→ **Your task**
Images are to be omitted, and the rest of the records reproduced exactly.

Saved entries:
╔══
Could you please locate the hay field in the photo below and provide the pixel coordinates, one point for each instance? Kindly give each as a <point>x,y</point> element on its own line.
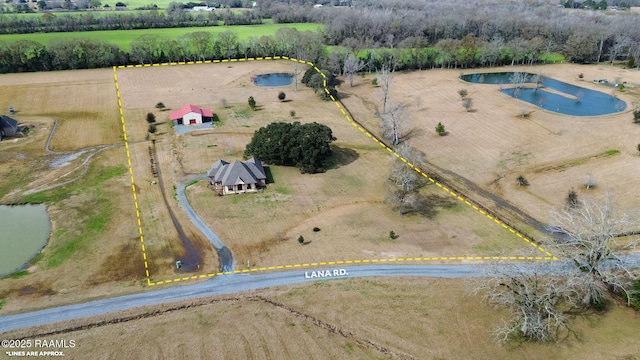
<point>84,101</point>
<point>492,146</point>
<point>341,319</point>
<point>346,202</point>
<point>94,249</point>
╚══
→ **Answer below**
Could you please locate the hay field in the photo below and provide the pixel coordinates, one point for each instance? Kindly give each as a <point>x,y</point> element on its own line.
<point>84,101</point>
<point>492,146</point>
<point>341,319</point>
<point>346,202</point>
<point>94,249</point>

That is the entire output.